* Start Given text *
# Intermittent Trailer Brakes



## CJ999 (Aug 11, 2005)

I'm driving a 4WD 1995 F250 7.3L Turbo Diesel with a Prodigy brake controller, towing a 2005 28RSDS with about 15k miles on it.

900 miles into a 2000 mile trip, whilst cruising happily along highway 30 between Portland and Astoria, I started getting an "O.L." code on my Prodigy controller and it was clear that my brakes were not working when I was getting that code. It was intermittent. One time I would put my foot on the brakes and get a brake response from the trailer that degenerated into a overload with no brakes, and then the next time I would get the overload code from the start and then end up with brakes a second or two later.

It wasn't really a dangerous situation once I became aware of it because my truck could manage the brakeless trailer as long as I drove smartly. I made it home 1100 more miles in this condition with no close calls or anything, I just drove like I had no trailer brakes and was happy when I got them.

Back at home, I have driven my truck with a different trailer and determined that it isn't the truck.

With my truck hooked to my Outback and me in the cab stepping on the brakes, I had a partner wiggle the brake wires at the axles. We re-created the situation over and over while wiggling the wire that enters the the rear axle.

Does anyone know if this wire does anything inside that axle besides transfer electricity from one side of the trailer to the other protected by the axle?

I surmise the wire may have a crack in the housing or something that's causing a short... thinking of testing this theory by running a wire that isn't fed through the axle directly across... but any insight would be greatly appreciated.


----------



## MJRey (Jan 21, 2005)

On a couple of recent trips I've had issues with the brakes and getting intermittent fault messages, primarily the short and overload. It turned out to be the connector on the trailer. I cleaned the contacts and then bent them in to get a tighter contact. Since doing that the problem went away. It's a pretty easy fix and I would start there before chasing wiring all the way back to the brakes.


----------



## CamperAndy (Aug 26, 2004)

I suspect a rubbed wire to the magnet in at least one of the brake drums.

It will take two people but connect a volt meter set on ohms to the trailer connector (brake input and ground) and then turn each wheel by hand, you will need to jack the trailer up. While you do this, when a high spot in the drum touches the bare wire the resistance will drop.

A second option will also require two people, pull the trailer at 2 or 3 mph and apply the brake with the manual control. Just enough to get the brakes to start to operate. As you pull past an observer the brakes will disengage when the wire shorts out. You can easily pick what side this happens on but which wheel can be tricky.
* End Given text *
## Request A
Copy verbatim the stretch of the entries from their beginning through the line containing "[(127, 114), (359, 114), (240, 114)]", inclusive, leaving out the picture.
The thread on trailer brakes and the entries that come after it are unrelated.
* Start Materials provided *
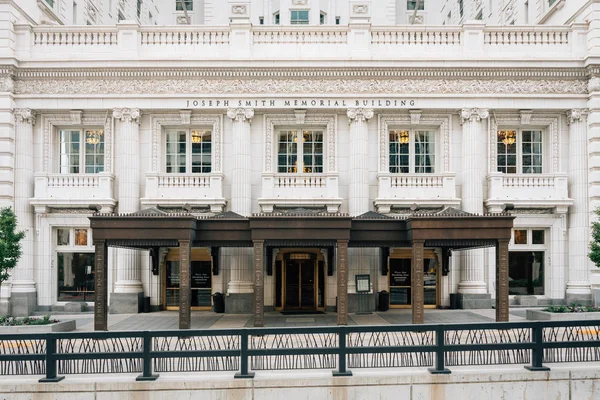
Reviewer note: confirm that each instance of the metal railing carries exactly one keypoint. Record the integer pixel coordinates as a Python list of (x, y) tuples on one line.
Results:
[(338, 348)]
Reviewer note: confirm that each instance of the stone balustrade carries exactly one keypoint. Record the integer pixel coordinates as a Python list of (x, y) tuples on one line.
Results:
[(528, 191), (300, 190), (175, 190), (425, 190), (130, 42), (73, 191)]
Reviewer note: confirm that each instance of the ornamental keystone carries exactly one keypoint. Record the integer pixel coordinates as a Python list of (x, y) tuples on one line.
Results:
[(127, 114), (359, 114), (240, 114)]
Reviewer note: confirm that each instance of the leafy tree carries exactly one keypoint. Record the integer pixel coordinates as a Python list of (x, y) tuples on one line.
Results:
[(594, 253), (10, 246)]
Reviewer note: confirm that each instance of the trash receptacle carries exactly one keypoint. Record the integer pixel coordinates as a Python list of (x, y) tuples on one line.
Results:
[(384, 300), (219, 303)]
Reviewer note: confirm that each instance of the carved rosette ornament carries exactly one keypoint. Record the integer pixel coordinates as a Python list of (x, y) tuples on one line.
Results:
[(241, 114), (473, 114), (576, 115), (24, 115), (359, 114)]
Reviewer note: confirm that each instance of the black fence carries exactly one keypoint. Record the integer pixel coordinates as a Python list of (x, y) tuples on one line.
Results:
[(338, 348)]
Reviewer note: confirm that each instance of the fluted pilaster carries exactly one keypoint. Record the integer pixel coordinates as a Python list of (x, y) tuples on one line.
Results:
[(359, 156), (127, 135), (241, 262), (578, 283), (472, 277), (23, 274)]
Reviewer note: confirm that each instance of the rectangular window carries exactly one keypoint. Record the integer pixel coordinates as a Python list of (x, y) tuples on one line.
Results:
[(81, 148), (520, 151), (307, 158), (188, 151), (526, 273), (412, 4), (299, 17), (189, 5), (75, 261), (411, 151)]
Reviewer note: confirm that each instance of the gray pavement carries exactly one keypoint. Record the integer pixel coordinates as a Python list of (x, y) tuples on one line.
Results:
[(166, 320)]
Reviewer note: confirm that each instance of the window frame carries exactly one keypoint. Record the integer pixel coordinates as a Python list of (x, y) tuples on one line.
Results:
[(82, 150), (434, 131), (189, 146), (300, 147), (299, 21), (519, 147)]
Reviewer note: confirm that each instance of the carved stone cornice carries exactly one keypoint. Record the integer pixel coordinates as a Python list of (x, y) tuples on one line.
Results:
[(266, 84), (576, 115), (241, 114), (359, 114), (473, 114), (24, 115), (127, 115)]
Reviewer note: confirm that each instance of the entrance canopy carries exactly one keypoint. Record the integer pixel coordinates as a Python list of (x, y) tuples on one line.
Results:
[(153, 228)]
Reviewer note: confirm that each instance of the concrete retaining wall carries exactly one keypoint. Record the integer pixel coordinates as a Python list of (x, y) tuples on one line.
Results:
[(565, 381)]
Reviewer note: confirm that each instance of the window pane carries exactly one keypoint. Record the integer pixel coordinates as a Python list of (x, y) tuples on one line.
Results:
[(69, 151), (526, 273), (532, 152), (175, 151), (537, 237), (62, 237), (520, 236), (75, 276), (313, 151), (424, 152), (288, 151), (507, 152)]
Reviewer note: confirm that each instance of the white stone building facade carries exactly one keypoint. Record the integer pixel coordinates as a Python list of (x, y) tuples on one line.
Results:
[(350, 118)]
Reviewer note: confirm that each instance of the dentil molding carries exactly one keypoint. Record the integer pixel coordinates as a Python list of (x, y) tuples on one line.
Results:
[(257, 86)]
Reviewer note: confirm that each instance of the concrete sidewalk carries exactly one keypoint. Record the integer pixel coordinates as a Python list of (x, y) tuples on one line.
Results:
[(166, 320)]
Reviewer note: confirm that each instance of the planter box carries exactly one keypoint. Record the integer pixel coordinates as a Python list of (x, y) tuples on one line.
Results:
[(62, 326), (537, 315)]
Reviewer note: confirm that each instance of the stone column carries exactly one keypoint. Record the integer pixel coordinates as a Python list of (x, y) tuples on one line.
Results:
[(342, 272), (417, 295), (23, 298), (100, 286), (129, 292), (472, 284), (185, 288), (358, 193), (578, 284), (502, 280), (240, 287), (259, 283)]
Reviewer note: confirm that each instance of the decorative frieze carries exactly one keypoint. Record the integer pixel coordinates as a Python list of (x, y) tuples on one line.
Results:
[(289, 86)]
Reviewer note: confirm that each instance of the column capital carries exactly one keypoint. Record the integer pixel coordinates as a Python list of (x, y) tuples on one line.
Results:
[(24, 115), (359, 114), (241, 114), (473, 114), (127, 114), (576, 115)]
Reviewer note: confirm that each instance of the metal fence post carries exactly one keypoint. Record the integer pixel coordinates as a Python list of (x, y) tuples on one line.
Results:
[(51, 369), (537, 352), (244, 357), (147, 360), (342, 370), (440, 352)]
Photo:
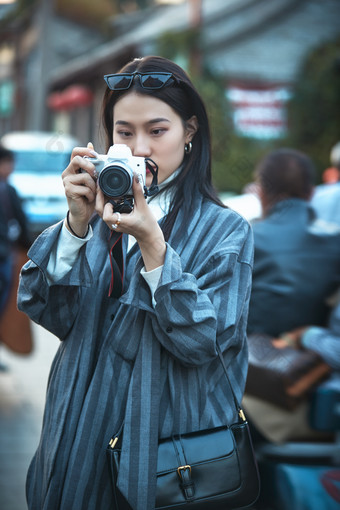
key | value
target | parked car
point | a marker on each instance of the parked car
(40, 158)
(247, 204)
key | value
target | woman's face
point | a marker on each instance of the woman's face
(152, 129)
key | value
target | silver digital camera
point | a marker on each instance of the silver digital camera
(115, 171)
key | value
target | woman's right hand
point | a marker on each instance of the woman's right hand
(80, 182)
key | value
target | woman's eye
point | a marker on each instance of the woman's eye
(124, 134)
(158, 131)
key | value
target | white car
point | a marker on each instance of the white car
(40, 158)
(247, 204)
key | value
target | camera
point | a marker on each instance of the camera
(115, 171)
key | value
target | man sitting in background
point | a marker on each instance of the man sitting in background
(296, 270)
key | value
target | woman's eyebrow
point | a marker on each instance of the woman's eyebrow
(152, 121)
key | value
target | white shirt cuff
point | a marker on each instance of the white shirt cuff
(65, 253)
(152, 279)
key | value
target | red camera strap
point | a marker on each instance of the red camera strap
(117, 264)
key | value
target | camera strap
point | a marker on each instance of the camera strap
(117, 264)
(153, 168)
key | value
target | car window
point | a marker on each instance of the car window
(41, 162)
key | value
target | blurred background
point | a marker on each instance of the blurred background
(269, 72)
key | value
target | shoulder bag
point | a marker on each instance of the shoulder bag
(214, 468)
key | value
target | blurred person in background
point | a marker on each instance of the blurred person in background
(15, 240)
(297, 256)
(326, 199)
(296, 271)
(13, 225)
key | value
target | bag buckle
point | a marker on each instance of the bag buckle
(183, 468)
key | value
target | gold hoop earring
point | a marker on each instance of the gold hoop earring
(188, 148)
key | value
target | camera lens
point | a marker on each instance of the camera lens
(115, 181)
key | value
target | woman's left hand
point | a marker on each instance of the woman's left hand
(140, 223)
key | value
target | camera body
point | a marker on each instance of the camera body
(116, 169)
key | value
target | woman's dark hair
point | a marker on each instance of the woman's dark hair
(184, 99)
(285, 173)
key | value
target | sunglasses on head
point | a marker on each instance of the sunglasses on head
(152, 81)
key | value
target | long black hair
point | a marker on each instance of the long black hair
(183, 98)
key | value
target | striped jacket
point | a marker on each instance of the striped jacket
(155, 368)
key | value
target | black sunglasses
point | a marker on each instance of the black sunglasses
(150, 81)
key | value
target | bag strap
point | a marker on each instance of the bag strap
(237, 405)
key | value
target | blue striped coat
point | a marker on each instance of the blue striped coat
(155, 368)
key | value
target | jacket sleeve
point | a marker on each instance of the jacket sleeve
(196, 309)
(52, 306)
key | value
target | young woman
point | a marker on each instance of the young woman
(146, 355)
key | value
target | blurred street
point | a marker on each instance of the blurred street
(22, 394)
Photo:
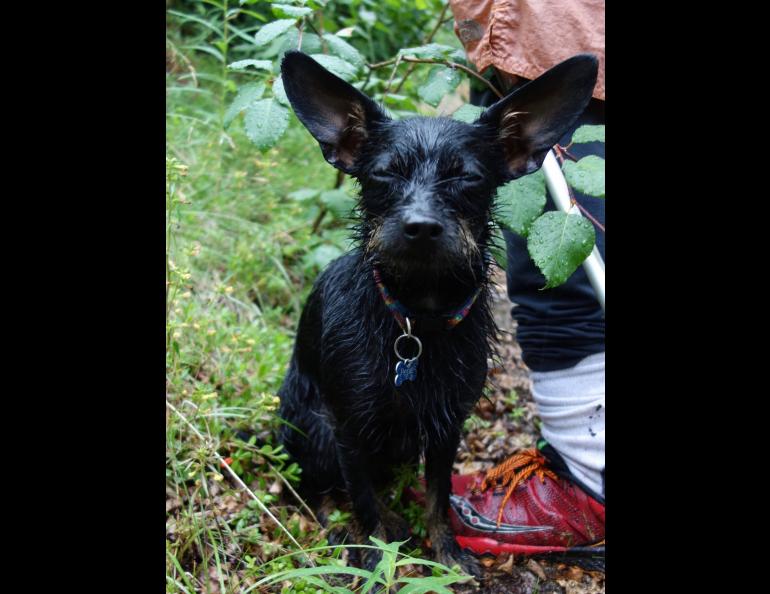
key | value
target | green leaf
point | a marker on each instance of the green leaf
(468, 113)
(335, 65)
(265, 123)
(322, 256)
(588, 134)
(304, 194)
(257, 64)
(247, 94)
(338, 202)
(434, 51)
(280, 93)
(520, 202)
(558, 243)
(285, 10)
(341, 48)
(441, 80)
(498, 249)
(273, 30)
(587, 175)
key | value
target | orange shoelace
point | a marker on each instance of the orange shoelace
(513, 472)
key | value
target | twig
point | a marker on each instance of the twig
(240, 483)
(465, 69)
(558, 150)
(427, 40)
(563, 149)
(448, 63)
(293, 492)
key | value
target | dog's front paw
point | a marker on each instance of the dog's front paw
(396, 528)
(370, 558)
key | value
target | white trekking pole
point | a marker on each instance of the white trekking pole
(557, 186)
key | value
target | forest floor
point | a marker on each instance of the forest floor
(508, 422)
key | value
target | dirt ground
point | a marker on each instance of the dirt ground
(513, 425)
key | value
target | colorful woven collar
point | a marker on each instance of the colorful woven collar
(400, 312)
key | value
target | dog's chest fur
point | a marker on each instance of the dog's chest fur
(345, 344)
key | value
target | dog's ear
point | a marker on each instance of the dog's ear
(338, 115)
(532, 119)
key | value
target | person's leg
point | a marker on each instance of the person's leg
(570, 403)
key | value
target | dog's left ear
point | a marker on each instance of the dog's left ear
(338, 115)
(532, 119)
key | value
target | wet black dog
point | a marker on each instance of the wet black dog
(427, 188)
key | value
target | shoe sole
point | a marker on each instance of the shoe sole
(592, 555)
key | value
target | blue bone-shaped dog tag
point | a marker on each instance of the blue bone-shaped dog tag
(406, 371)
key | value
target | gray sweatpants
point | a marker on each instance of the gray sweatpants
(571, 406)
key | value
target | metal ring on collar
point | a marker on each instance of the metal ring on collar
(413, 337)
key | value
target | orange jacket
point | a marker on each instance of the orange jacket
(527, 37)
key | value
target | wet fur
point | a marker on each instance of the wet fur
(348, 425)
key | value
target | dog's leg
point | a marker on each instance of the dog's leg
(358, 483)
(438, 472)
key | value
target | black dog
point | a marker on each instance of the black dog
(427, 188)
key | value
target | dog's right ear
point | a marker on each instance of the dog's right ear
(338, 115)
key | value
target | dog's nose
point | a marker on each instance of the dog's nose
(421, 228)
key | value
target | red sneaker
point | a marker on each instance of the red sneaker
(523, 507)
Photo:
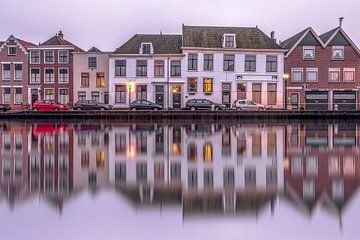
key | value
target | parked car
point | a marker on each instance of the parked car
(48, 105)
(91, 105)
(5, 107)
(203, 104)
(245, 104)
(144, 105)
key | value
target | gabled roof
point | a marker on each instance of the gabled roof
(211, 37)
(162, 44)
(59, 40)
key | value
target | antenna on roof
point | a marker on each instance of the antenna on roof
(340, 21)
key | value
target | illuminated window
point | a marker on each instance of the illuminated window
(208, 85)
(208, 152)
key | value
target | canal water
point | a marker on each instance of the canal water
(111, 180)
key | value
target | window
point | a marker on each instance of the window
(241, 91)
(63, 75)
(146, 48)
(6, 72)
(95, 96)
(35, 75)
(208, 62)
(256, 92)
(18, 71)
(63, 56)
(120, 93)
(92, 62)
(120, 68)
(349, 74)
(272, 90)
(49, 56)
(175, 68)
(229, 41)
(49, 94)
(250, 63)
(141, 92)
(49, 75)
(338, 53)
(159, 68)
(309, 53)
(141, 68)
(334, 74)
(192, 61)
(100, 79)
(11, 51)
(271, 63)
(35, 56)
(81, 96)
(192, 85)
(296, 75)
(208, 85)
(311, 74)
(6, 95)
(64, 95)
(229, 62)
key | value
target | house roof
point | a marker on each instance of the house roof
(211, 37)
(162, 44)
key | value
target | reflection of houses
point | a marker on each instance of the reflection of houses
(322, 165)
(91, 152)
(197, 164)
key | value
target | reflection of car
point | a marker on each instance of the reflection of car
(5, 107)
(203, 104)
(48, 105)
(91, 105)
(244, 104)
(144, 105)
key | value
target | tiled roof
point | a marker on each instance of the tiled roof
(211, 37)
(162, 44)
(290, 42)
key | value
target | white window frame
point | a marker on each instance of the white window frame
(305, 48)
(312, 70)
(292, 74)
(45, 56)
(334, 48)
(334, 70)
(68, 75)
(38, 51)
(229, 35)
(349, 70)
(53, 81)
(68, 56)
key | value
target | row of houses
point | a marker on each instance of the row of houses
(222, 64)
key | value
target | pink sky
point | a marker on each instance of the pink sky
(106, 24)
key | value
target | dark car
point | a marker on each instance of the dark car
(203, 104)
(91, 105)
(144, 105)
(4, 107)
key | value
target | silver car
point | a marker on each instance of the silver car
(244, 104)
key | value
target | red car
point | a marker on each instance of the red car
(48, 105)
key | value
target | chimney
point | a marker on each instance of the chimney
(60, 34)
(340, 21)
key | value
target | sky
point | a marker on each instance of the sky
(106, 24)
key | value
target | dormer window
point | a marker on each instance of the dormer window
(229, 41)
(146, 48)
(338, 53)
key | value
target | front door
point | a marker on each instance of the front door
(176, 96)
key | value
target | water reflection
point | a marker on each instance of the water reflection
(223, 169)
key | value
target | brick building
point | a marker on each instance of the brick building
(323, 71)
(14, 78)
(51, 70)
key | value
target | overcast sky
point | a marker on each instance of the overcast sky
(107, 24)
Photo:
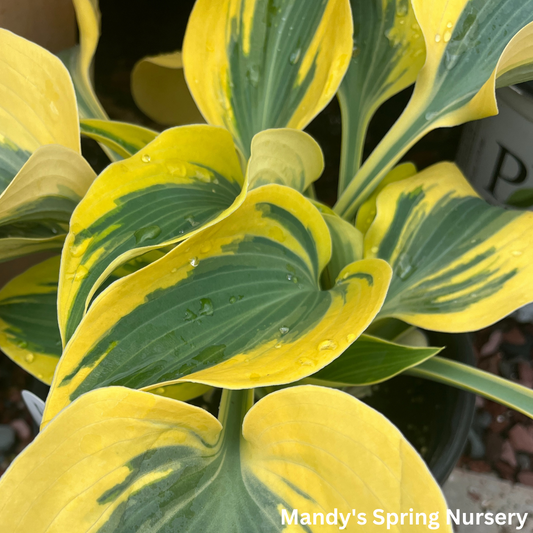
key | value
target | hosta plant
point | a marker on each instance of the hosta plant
(200, 258)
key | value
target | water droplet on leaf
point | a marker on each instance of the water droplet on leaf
(189, 315)
(206, 308)
(328, 344)
(79, 250)
(206, 247)
(81, 273)
(295, 56)
(252, 75)
(277, 234)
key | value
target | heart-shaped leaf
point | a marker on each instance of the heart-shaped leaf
(133, 462)
(238, 305)
(253, 65)
(184, 180)
(459, 263)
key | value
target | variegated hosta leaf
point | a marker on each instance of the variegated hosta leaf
(236, 306)
(28, 320)
(46, 190)
(474, 380)
(371, 360)
(469, 42)
(159, 89)
(37, 104)
(285, 156)
(252, 65)
(78, 59)
(29, 331)
(347, 246)
(119, 460)
(123, 138)
(367, 212)
(389, 51)
(186, 179)
(182, 391)
(36, 239)
(516, 65)
(459, 263)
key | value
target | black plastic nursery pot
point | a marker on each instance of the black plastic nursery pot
(435, 418)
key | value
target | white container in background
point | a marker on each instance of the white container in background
(496, 153)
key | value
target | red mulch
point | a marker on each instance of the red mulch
(14, 417)
(501, 439)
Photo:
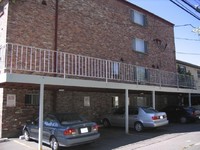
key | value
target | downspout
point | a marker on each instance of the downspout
(55, 54)
(56, 37)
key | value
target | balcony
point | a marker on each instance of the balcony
(20, 59)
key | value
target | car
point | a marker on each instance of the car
(139, 118)
(193, 111)
(176, 113)
(63, 130)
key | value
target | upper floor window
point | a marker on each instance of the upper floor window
(138, 18)
(181, 69)
(116, 68)
(140, 45)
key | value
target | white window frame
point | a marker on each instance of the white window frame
(116, 68)
(34, 101)
(141, 73)
(140, 45)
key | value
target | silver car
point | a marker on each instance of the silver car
(66, 129)
(139, 118)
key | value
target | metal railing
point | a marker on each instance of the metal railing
(16, 58)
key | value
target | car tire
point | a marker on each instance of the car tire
(138, 127)
(106, 123)
(54, 143)
(26, 135)
(183, 120)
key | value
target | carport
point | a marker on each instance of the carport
(43, 81)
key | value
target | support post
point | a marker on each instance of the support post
(40, 135)
(154, 99)
(126, 112)
(189, 99)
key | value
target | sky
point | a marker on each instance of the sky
(187, 42)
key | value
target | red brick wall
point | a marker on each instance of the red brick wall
(95, 28)
(13, 118)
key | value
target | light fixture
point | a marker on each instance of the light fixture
(44, 2)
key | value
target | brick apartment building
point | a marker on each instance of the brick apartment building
(86, 53)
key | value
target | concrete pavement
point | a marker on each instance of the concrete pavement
(171, 137)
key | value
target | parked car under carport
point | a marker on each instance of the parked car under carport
(65, 129)
(139, 118)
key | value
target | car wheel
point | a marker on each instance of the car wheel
(26, 135)
(138, 127)
(54, 144)
(183, 120)
(106, 123)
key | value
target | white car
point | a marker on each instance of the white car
(63, 130)
(139, 118)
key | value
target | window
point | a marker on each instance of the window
(116, 68)
(140, 45)
(141, 73)
(115, 101)
(138, 18)
(181, 69)
(32, 99)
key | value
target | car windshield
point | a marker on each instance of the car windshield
(149, 110)
(69, 118)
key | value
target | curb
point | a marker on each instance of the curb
(3, 140)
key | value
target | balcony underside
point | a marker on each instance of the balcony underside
(29, 65)
(33, 81)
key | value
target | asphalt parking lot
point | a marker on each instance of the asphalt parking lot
(172, 136)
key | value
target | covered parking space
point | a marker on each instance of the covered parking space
(42, 82)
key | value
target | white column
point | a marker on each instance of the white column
(126, 112)
(189, 99)
(40, 136)
(154, 99)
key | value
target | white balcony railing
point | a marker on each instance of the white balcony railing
(16, 58)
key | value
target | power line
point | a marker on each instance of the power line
(187, 39)
(188, 53)
(185, 9)
(185, 25)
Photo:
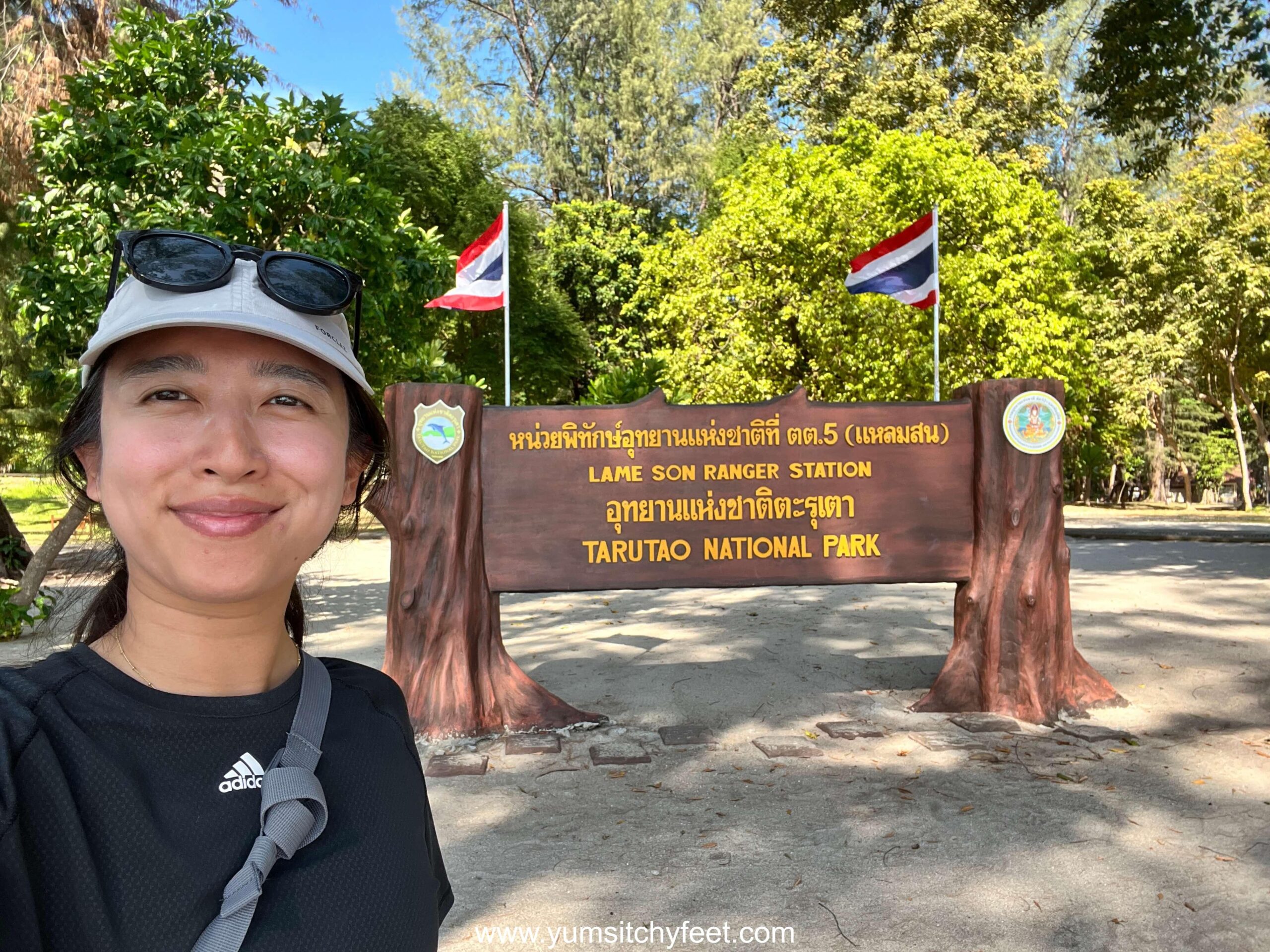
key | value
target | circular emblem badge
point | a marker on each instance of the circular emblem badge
(439, 431)
(1034, 422)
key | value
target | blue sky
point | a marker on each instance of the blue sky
(353, 49)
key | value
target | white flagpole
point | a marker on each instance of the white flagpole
(507, 313)
(935, 241)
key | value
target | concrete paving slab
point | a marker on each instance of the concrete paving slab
(619, 753)
(776, 747)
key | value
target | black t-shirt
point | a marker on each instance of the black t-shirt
(125, 810)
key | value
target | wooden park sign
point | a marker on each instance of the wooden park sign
(489, 499)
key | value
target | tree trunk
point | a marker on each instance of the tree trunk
(9, 530)
(1263, 434)
(1232, 414)
(44, 558)
(1159, 472)
(444, 645)
(1013, 651)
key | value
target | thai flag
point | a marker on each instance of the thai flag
(906, 266)
(480, 275)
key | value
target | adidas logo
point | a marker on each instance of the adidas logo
(246, 774)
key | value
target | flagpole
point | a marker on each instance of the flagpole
(507, 313)
(935, 241)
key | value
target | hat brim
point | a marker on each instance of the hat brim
(233, 320)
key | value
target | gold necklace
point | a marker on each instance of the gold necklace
(120, 644)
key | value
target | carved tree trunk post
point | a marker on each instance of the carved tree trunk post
(1013, 651)
(445, 647)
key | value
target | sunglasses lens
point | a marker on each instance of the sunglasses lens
(307, 284)
(176, 259)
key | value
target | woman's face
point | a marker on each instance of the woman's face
(224, 460)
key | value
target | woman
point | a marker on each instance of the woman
(228, 432)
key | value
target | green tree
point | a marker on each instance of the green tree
(1153, 70)
(756, 304)
(592, 99)
(955, 67)
(1219, 245)
(595, 252)
(1128, 281)
(443, 175)
(164, 134)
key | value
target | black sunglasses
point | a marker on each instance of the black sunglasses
(183, 261)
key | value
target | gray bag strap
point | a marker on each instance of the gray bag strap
(293, 812)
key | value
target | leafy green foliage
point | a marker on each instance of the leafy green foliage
(591, 99)
(443, 175)
(14, 620)
(595, 252)
(628, 385)
(163, 134)
(1153, 70)
(955, 67)
(1159, 67)
(756, 304)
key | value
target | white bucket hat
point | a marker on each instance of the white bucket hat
(241, 305)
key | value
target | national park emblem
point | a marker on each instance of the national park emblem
(439, 431)
(1034, 422)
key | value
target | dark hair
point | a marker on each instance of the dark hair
(368, 440)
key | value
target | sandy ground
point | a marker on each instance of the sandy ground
(879, 843)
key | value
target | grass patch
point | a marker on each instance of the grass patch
(35, 503)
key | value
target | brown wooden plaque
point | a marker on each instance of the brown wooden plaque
(783, 493)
* End Materials provided *
## Request B
Repeat word for word the stretch of the trailer brake thread from "Back at home, I" through "be greatly appreciated.".

## Output A
Reviewer note: confirm that each instance of the metal railing carries exactly one keypoint. Record the integer pixel coordinates as a Python list of (x, y) tuples on one line.
Results:
[(338, 348)]
Reviewer note: confirm that each instance of the stone balustrade carries exactly one keypoint. Record the integer pixel coordinates as a Python list of (x, y) tuples on one line.
Results:
[(528, 191), (300, 190), (175, 190), (425, 190), (130, 42), (73, 191)]
Reviewer note: confirm that each instance of the ornamental keystone carries exactly one keypoint. Record the integer pixel coordinates as a Python list of (x, y) tuples on one line.
Results:
[(127, 114), (359, 114), (240, 114)]

## Output B
Back at home, I have driven my truck with a different trailer and determined that it isn't the truck.

With my truck hooked to my Outback and me in the cab stepping on the brakes, I had a partner wiggle the brake wires at the axles. We re-created the situation over and over while wiggling the wire that enters the the rear axle.

Does anyone know if this wire does anything inside that axle besides transfer electricity from one side of the trailer to the other protected by the axle?

I surmise the wire may have a crack in the housing or something that's causing a short... thinking of testing this theory by running a wire that isn't fed through the axle directly across... but any insight would be greatly appreciated.